▸ **OBJECTIVE**: Locate every line in the listing below that contains the string "horizon", and copy each of those lines. Case counts.

▸ **DATA ROWS**:
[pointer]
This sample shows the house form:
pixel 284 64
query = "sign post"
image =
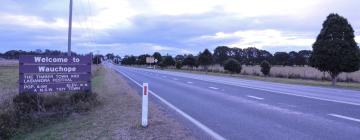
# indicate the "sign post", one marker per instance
pixel 41 73
pixel 145 107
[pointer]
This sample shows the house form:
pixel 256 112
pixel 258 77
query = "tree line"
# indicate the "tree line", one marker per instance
pixel 334 51
pixel 247 56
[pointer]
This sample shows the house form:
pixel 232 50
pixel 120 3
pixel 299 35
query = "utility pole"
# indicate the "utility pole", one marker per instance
pixel 69 32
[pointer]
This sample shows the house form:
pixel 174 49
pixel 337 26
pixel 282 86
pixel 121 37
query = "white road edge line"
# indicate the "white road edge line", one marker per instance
pixel 254 97
pixel 345 117
pixel 279 92
pixel 182 113
pixel 272 91
pixel 214 88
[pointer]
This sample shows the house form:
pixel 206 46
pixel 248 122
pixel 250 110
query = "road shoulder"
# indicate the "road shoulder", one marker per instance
pixel 117 118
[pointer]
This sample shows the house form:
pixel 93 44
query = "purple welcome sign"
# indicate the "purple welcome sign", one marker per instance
pixel 44 73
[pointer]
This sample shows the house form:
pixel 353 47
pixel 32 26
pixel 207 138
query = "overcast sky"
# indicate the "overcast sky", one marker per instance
pixel 168 26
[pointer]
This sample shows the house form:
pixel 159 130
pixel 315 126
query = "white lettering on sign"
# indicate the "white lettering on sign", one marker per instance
pixel 56 69
pixel 50 60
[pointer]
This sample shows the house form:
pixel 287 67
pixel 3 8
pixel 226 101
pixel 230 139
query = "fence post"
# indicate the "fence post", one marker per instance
pixel 145 107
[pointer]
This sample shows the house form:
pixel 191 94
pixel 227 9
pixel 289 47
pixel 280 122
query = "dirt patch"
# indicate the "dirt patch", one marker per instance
pixel 117 118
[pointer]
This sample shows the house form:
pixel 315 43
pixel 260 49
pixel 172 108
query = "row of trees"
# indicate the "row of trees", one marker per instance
pixel 335 51
pixel 247 56
pixel 14 54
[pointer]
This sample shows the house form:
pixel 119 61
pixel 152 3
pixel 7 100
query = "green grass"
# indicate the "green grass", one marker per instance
pixel 348 85
pixel 9 76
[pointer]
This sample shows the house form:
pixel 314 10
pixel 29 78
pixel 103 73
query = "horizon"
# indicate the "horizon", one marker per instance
pixel 179 27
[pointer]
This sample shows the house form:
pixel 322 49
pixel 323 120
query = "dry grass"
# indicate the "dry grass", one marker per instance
pixel 117 118
pixel 9 75
pixel 295 72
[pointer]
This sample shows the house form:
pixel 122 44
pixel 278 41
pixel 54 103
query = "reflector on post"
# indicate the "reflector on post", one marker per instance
pixel 144 114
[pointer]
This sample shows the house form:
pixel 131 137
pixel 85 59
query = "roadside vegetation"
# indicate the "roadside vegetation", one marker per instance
pixel 113 113
pixel 335 57
pixel 117 117
pixel 23 113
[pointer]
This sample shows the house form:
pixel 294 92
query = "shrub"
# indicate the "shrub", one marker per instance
pixel 178 64
pixel 97 59
pixel 232 65
pixel 265 67
pixel 29 110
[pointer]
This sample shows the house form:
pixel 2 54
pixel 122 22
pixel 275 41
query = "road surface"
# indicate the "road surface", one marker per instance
pixel 229 108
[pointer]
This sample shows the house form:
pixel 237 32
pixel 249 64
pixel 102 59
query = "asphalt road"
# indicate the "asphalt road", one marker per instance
pixel 229 108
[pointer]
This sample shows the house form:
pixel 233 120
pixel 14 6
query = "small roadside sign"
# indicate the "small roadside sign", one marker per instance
pixel 150 60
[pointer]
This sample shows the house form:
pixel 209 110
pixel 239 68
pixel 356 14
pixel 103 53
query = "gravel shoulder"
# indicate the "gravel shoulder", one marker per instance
pixel 117 118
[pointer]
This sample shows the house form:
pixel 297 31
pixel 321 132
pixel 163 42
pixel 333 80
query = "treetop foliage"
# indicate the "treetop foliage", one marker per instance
pixel 335 49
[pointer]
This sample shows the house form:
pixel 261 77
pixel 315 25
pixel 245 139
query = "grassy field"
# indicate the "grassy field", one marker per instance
pixel 350 85
pixel 292 72
pixel 9 75
pixel 118 117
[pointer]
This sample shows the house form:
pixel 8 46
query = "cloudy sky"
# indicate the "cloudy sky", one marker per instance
pixel 168 26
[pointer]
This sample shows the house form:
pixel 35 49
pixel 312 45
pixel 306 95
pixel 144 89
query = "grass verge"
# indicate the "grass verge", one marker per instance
pixel 118 117
pixel 347 85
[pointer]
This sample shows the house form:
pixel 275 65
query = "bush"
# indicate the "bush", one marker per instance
pixel 232 65
pixel 30 110
pixel 178 64
pixel 265 67
pixel 97 59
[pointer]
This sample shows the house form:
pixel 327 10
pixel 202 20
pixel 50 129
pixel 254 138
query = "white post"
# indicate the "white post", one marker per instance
pixel 144 115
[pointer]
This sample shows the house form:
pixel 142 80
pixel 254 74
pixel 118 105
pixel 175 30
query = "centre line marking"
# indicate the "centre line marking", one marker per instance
pixel 344 117
pixel 197 123
pixel 254 97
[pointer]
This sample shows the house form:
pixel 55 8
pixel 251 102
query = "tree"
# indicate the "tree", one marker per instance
pixel 97 59
pixel 293 56
pixel 306 54
pixel 142 59
pixel 335 49
pixel 232 65
pixel 221 54
pixel 128 60
pixel 158 57
pixel 189 61
pixel 179 58
pixel 110 56
pixel 281 58
pixel 205 58
pixel 168 61
pixel 265 67
pixel 178 64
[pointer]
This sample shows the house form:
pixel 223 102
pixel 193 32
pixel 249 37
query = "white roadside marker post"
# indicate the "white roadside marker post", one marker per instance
pixel 144 114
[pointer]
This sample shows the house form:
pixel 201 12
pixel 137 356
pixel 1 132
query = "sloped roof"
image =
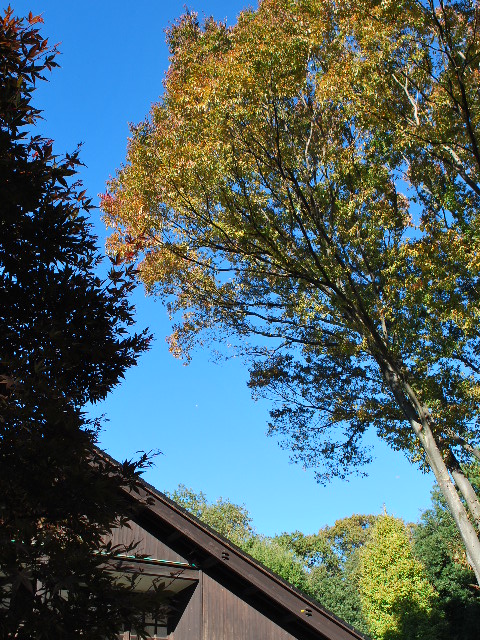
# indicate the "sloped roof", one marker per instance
pixel 208 551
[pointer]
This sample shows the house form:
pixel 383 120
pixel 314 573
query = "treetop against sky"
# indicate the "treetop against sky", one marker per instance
pixel 201 417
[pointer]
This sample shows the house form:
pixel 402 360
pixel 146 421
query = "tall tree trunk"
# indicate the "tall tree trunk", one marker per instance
pixel 419 419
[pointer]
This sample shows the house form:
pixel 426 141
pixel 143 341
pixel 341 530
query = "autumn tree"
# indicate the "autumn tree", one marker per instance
pixel 308 189
pixel 398 601
pixel 331 558
pixel 231 520
pixel 438 546
pixel 65 341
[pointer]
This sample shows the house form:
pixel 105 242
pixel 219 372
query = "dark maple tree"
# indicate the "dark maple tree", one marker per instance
pixel 65 340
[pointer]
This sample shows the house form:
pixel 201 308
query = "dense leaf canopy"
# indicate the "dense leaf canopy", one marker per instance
pixel 309 187
pixel 64 341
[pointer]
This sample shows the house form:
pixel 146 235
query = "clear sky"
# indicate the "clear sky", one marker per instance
pixel 211 434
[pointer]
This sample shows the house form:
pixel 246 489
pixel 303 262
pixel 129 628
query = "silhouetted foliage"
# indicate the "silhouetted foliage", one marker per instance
pixel 64 342
pixel 438 545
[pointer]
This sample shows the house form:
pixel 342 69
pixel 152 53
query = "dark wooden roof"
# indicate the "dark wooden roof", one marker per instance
pixel 209 551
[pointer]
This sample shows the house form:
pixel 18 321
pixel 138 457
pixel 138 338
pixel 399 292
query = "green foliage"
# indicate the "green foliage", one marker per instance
pixel 64 341
pixel 234 522
pixel 308 190
pixel 230 520
pixel 330 558
pixel 278 559
pixel 398 601
pixel 439 547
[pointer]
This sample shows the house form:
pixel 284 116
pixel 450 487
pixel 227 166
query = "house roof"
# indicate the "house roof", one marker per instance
pixel 209 551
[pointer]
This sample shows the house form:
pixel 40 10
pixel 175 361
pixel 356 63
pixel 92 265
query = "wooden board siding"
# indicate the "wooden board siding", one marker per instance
pixel 148 544
pixel 189 626
pixel 227 616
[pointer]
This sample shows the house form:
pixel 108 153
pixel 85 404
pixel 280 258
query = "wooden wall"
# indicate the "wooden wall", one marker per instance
pixel 227 616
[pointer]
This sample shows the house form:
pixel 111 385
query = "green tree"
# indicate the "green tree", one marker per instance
pixel 331 558
pixel 309 187
pixel 230 520
pixel 439 547
pixel 234 522
pixel 398 601
pixel 64 342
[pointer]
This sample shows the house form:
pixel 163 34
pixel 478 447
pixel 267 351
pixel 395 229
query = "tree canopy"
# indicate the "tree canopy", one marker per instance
pixel 308 189
pixel 397 599
pixel 65 341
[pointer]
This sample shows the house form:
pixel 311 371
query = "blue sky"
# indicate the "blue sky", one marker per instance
pixel 201 416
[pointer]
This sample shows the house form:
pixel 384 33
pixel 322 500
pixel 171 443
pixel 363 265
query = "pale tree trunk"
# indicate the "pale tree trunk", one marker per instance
pixel 419 419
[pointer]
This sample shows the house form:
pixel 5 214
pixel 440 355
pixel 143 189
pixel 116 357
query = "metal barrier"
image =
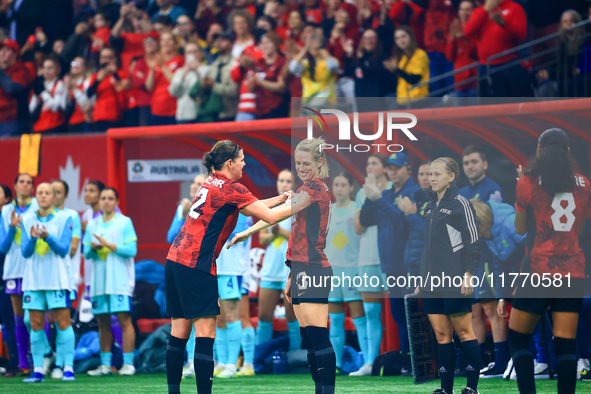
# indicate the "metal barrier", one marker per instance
pixel 479 77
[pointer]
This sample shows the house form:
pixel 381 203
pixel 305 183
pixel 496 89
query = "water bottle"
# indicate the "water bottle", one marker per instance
pixel 279 363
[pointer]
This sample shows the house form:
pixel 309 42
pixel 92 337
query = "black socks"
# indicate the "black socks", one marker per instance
pixel 447 365
pixel 522 361
pixel 204 364
pixel 473 358
pixel 175 357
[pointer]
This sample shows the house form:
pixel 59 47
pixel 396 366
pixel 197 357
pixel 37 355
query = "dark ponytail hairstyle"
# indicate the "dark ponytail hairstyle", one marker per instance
pixel 553 165
pixel 111 189
pixel 221 152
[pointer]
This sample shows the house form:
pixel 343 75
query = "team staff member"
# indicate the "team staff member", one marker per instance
pixel 369 264
pixel 14 262
pixel 485 306
pixel 46 235
pixel 342 250
pixel 274 274
pixel 560 201
pixel 110 243
pixel 191 267
pixel 451 247
pixel 306 258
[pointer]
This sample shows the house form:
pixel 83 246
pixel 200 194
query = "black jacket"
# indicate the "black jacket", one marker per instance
pixel 451 239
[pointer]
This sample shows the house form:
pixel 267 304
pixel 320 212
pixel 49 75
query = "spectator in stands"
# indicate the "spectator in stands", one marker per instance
pixel 168 8
pixel 462 51
pixel 163 104
pixel 163 24
pixel 184 30
pixel 344 32
pixel 500 25
pixel 218 93
pixel 410 65
pixel 438 16
pixel 316 67
pixel 79 43
pixel 366 66
pixel 105 87
pixel 183 81
pixel 138 72
pixel 210 12
pixel 15 80
pixel 129 33
pixel 261 87
pixel 242 24
pixel 78 107
pixel 207 46
pixel 49 104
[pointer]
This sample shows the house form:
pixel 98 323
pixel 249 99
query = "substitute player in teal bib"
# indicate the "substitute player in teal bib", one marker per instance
pixel 342 250
pixel 46 235
pixel 14 264
pixel 111 243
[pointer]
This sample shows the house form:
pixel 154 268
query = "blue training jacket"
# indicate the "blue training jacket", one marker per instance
pixel 393 228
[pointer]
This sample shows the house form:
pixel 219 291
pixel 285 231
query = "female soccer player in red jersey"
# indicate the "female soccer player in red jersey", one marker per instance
pixel 310 276
pixel 552 205
pixel 191 284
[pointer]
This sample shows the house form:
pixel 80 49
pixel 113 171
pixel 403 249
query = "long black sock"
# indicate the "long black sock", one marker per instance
pixel 325 357
pixel 204 364
pixel 446 359
pixel 312 364
pixel 522 361
pixel 471 351
pixel 175 357
pixel 566 364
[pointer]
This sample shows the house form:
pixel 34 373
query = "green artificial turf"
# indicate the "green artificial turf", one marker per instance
pixel 271 384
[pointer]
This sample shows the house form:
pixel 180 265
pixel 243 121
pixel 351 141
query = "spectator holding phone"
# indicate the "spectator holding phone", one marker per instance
pixel 183 81
pixel 159 77
pixel 105 87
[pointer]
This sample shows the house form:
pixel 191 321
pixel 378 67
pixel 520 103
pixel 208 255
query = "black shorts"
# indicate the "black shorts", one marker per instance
pixel 310 283
pixel 435 303
pixel 190 293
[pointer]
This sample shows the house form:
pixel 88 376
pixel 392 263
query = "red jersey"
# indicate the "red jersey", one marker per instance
pixel 493 38
pixel 308 232
pixel 461 52
pixel 210 221
pixel 558 219
pixel 20 74
pixel 163 104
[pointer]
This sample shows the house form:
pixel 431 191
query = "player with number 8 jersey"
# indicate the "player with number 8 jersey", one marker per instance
pixel 191 284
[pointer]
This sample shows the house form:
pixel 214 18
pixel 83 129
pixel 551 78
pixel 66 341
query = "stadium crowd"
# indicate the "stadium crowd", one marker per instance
pixel 81 66
pixel 366 234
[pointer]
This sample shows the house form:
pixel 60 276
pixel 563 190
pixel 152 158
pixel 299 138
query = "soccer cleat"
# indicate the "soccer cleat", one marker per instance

▸ **ANSWER TO THIS EXERCISE**:
query = "horizon"
# indicate the "horizon", one marker per instance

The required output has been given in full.